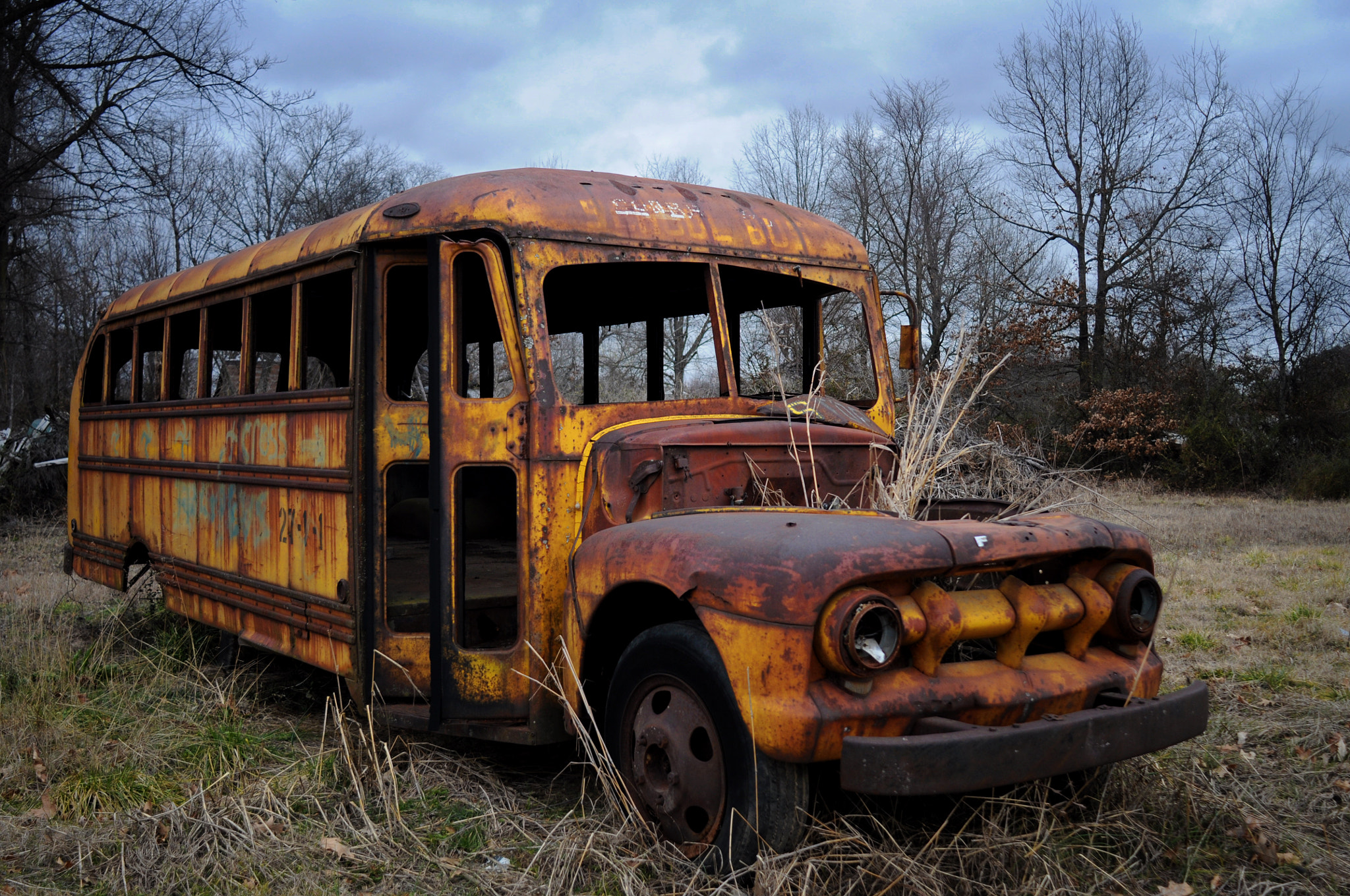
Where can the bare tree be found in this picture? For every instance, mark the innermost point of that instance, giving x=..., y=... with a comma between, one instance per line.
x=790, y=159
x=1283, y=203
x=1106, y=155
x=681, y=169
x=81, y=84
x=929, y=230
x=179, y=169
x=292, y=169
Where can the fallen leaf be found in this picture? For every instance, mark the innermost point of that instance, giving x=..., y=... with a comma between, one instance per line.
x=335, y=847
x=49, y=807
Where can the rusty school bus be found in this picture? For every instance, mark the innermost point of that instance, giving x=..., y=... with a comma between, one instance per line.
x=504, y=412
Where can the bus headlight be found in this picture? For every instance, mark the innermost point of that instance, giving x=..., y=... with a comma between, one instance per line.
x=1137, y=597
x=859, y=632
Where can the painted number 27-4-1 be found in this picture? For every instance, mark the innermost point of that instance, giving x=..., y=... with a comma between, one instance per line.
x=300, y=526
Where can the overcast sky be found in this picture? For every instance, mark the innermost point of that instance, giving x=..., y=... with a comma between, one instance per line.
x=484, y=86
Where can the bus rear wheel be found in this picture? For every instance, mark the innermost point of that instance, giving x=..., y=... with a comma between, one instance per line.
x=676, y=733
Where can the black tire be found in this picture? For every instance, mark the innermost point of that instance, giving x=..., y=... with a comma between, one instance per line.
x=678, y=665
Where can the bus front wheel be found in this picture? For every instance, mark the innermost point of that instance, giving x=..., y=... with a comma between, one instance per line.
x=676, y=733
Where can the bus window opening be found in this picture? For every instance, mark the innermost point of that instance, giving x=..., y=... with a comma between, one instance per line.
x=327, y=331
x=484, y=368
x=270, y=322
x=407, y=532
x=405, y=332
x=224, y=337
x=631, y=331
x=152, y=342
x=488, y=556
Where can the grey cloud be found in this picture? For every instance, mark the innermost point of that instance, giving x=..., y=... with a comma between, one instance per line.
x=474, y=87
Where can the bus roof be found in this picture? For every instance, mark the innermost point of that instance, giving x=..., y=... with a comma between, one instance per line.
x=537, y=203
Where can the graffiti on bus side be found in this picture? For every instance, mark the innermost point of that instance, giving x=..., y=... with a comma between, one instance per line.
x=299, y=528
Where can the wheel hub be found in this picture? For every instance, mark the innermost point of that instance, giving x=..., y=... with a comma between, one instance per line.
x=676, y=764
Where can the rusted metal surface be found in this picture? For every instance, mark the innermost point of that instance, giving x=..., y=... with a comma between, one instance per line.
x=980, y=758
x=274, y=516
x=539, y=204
--
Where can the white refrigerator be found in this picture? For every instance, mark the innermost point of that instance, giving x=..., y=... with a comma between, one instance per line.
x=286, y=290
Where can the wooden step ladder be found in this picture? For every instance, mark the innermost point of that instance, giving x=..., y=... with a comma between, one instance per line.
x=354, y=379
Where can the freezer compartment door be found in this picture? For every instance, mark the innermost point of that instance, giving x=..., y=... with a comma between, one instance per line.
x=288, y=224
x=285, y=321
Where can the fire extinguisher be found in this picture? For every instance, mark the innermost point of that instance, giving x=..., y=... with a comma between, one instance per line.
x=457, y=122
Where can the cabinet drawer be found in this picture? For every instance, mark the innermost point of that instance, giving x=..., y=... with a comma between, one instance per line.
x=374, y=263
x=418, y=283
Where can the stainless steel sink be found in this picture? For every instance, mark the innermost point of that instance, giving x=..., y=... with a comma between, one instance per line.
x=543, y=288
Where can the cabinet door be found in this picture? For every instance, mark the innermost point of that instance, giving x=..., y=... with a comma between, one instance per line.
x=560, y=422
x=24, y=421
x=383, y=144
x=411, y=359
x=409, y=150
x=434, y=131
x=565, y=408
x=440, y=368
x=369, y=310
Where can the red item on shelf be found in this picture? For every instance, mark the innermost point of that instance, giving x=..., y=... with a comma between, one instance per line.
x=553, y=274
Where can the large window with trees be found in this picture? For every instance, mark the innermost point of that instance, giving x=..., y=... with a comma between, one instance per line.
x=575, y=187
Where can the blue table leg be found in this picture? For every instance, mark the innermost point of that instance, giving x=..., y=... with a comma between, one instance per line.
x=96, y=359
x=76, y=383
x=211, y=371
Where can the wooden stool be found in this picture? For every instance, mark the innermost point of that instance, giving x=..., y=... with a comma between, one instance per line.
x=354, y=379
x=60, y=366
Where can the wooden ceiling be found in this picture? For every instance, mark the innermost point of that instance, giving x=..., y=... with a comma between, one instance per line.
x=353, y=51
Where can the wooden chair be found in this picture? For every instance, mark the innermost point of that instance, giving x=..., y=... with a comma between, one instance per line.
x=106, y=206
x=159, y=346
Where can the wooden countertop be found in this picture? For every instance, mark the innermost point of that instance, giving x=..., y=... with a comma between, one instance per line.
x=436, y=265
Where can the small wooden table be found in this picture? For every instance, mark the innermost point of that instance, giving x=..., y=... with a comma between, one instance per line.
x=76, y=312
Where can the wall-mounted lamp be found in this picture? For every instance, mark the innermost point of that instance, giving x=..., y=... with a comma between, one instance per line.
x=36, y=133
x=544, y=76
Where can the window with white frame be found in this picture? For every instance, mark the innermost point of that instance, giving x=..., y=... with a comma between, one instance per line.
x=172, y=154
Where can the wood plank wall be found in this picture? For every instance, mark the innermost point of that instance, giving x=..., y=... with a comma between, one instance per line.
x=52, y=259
--
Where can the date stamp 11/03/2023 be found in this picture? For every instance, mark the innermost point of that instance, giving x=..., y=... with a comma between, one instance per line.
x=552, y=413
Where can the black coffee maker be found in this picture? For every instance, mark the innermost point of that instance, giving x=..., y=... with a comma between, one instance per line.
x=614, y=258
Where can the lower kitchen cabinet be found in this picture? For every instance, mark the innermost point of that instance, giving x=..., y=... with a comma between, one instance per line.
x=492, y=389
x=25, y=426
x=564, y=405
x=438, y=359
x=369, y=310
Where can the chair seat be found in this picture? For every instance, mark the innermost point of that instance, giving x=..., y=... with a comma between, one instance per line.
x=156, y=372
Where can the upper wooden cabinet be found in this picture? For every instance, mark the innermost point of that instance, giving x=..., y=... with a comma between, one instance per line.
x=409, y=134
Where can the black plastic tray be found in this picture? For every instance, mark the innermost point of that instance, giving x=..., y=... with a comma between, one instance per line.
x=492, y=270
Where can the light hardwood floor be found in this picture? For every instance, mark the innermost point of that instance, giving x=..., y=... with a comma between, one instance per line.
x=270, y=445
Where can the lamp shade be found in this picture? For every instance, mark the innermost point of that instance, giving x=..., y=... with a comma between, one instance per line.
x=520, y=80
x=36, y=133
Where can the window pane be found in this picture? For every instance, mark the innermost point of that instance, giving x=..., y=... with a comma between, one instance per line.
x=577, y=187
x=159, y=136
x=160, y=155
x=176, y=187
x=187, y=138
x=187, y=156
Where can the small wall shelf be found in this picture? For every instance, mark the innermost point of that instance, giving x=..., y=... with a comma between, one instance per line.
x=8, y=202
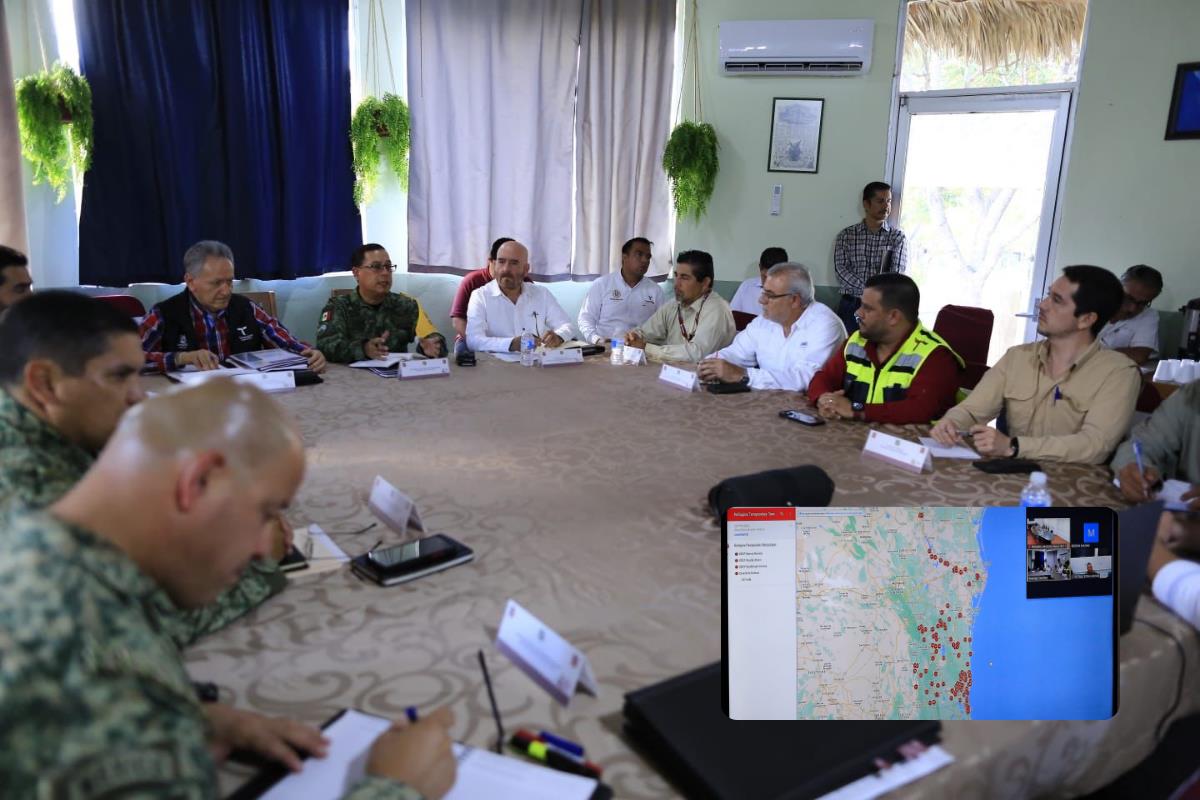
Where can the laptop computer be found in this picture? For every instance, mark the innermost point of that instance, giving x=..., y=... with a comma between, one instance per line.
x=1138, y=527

» Task brief
Please render the entries from the line containing "Where can the bare" through the line containing "x=859, y=632", both included, as a JSON list of strings with one string per line, leaving out blank lines.

» Problem solution
[
  "Where can the bare tree be found in this picture? For every instance, mark the innermost point of that instance, giving x=..., y=... with a comma between, one instance per line.",
  "x=790, y=159",
  "x=1283, y=203",
  "x=1106, y=155",
  "x=681, y=169",
  "x=81, y=84",
  "x=929, y=230",
  "x=179, y=169",
  "x=292, y=169",
  "Where can the fallen leaf be found in this picture? For every instance, mark the innermost point of that instance, giving x=..., y=... with a comma between, one instance per line.",
  "x=335, y=847",
  "x=49, y=807",
  "Where can the rusty school bus be found in this picture? For every instance, mark the innermost point of that instance, giving x=..., y=... with a comma between, one instance per line.",
  "x=504, y=412",
  "Where can the bus headlight be found in this picture? For every instance, mark the innermost point of that instance, giving x=..., y=... with a comma between, one instance per line.",
  "x=1137, y=597",
  "x=859, y=632"
]